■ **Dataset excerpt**
=======
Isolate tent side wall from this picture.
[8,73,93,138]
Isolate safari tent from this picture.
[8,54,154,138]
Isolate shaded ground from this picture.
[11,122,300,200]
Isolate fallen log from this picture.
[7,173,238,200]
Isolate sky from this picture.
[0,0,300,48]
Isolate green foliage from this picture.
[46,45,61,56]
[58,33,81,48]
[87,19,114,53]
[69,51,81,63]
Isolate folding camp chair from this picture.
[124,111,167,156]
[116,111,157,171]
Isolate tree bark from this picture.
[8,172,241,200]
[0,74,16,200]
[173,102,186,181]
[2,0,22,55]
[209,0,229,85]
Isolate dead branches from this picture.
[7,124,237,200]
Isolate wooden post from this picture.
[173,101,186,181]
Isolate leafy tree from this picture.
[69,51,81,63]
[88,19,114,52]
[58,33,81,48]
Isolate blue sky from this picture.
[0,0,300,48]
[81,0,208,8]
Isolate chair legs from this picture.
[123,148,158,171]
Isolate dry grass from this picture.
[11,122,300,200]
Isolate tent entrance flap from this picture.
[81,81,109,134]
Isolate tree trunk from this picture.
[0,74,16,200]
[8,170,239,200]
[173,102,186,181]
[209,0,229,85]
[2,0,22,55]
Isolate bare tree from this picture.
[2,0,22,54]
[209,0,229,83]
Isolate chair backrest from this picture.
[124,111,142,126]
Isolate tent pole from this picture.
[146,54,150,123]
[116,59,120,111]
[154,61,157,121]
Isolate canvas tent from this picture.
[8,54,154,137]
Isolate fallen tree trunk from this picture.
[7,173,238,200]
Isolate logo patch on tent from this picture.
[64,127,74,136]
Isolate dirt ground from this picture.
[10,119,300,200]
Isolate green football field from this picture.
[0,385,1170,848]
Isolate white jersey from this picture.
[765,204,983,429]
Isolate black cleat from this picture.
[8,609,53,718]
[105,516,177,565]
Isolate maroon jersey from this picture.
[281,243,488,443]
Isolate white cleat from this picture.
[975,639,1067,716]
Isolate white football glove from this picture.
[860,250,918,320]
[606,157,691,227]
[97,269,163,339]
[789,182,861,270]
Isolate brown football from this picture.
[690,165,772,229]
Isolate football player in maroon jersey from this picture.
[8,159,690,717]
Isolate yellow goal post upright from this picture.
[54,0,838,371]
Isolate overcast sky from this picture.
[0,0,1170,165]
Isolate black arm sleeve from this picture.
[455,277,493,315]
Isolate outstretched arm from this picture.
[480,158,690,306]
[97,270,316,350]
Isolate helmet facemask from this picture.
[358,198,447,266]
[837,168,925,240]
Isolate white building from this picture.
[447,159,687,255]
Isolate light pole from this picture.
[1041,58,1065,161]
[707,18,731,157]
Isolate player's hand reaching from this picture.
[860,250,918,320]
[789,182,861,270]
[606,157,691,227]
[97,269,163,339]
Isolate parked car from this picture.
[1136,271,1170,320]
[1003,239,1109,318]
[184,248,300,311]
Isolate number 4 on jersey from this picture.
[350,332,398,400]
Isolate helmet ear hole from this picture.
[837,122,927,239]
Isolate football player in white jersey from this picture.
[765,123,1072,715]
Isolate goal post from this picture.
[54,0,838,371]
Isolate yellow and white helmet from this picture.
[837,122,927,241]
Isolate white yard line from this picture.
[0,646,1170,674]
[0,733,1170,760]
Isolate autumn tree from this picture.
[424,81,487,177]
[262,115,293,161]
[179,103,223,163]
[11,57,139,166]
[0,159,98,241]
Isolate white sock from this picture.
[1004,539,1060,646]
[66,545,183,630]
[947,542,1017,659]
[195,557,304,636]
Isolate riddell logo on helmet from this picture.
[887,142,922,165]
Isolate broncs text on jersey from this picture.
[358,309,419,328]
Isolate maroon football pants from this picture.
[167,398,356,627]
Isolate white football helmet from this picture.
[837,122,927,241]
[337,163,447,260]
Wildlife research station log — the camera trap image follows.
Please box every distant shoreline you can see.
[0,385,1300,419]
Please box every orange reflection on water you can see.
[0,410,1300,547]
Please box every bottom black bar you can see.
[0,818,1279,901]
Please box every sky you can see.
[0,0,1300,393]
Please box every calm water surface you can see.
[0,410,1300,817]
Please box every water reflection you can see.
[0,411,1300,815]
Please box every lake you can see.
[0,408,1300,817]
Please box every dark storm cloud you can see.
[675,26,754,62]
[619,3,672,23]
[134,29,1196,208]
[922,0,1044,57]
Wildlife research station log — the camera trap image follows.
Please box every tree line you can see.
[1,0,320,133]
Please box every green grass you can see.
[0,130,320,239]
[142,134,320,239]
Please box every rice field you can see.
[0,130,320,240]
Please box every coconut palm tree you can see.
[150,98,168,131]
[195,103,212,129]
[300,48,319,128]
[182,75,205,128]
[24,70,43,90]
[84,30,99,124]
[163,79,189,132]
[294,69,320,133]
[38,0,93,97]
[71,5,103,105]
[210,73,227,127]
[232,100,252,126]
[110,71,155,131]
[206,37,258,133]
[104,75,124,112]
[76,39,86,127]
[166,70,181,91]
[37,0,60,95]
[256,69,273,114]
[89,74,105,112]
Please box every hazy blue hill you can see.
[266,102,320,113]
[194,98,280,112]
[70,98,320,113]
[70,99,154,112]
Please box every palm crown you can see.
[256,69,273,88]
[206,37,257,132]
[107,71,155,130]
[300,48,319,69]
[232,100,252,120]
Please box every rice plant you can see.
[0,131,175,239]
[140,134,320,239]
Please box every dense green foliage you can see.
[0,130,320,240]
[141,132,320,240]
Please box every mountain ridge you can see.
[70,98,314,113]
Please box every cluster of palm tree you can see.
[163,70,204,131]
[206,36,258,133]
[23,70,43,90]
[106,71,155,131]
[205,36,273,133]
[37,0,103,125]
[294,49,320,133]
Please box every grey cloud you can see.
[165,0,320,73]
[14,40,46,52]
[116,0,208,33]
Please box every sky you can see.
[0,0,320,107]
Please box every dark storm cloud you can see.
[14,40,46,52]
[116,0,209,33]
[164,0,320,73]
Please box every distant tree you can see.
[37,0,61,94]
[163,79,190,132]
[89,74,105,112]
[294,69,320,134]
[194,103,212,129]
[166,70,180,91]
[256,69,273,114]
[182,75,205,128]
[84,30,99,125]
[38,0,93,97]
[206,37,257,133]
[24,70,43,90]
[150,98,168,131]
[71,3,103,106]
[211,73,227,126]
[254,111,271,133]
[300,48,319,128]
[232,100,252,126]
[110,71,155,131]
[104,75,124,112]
=======
■ **WHAT THE EXERCISE ASKS**
Can you rewrite the section that opens with the line containing "Isolate white jersey from this picture." and closes with the line containing "[837,168,925,240]", keeping every line in order but increasing each box coordinate by 102?

■ **FINISHED EXERCISE**
Isolate white jersey from this picture.
[867,306,1085,531]
Isolate black cleat from this picture.
[110,711,155,820]
[207,618,279,667]
Isolate maroon jersey from this picture.
[383,345,590,545]
Isolate white cleat from this picture.
[1077,741,1169,818]
Isolate white football glove from this picture.
[962,352,1020,422]
[708,259,793,329]
[199,371,265,441]
[891,284,963,372]
Isolate brown football from this picture.
[792,267,874,331]
Isolate football player in maroon jersey from this picture.
[110,261,792,819]
Isolate yellow goal post upright from this picture.
[156,102,940,473]
Isolate overcast sky from this picture.
[102,102,1272,267]
Isolate black arm sleeve from this picture.
[557,379,595,417]
Isolate outstretched arm from this picture.
[582,260,792,408]
[199,372,418,452]
Isolate helmet facemask from this picture.
[460,300,549,368]
[939,270,1027,342]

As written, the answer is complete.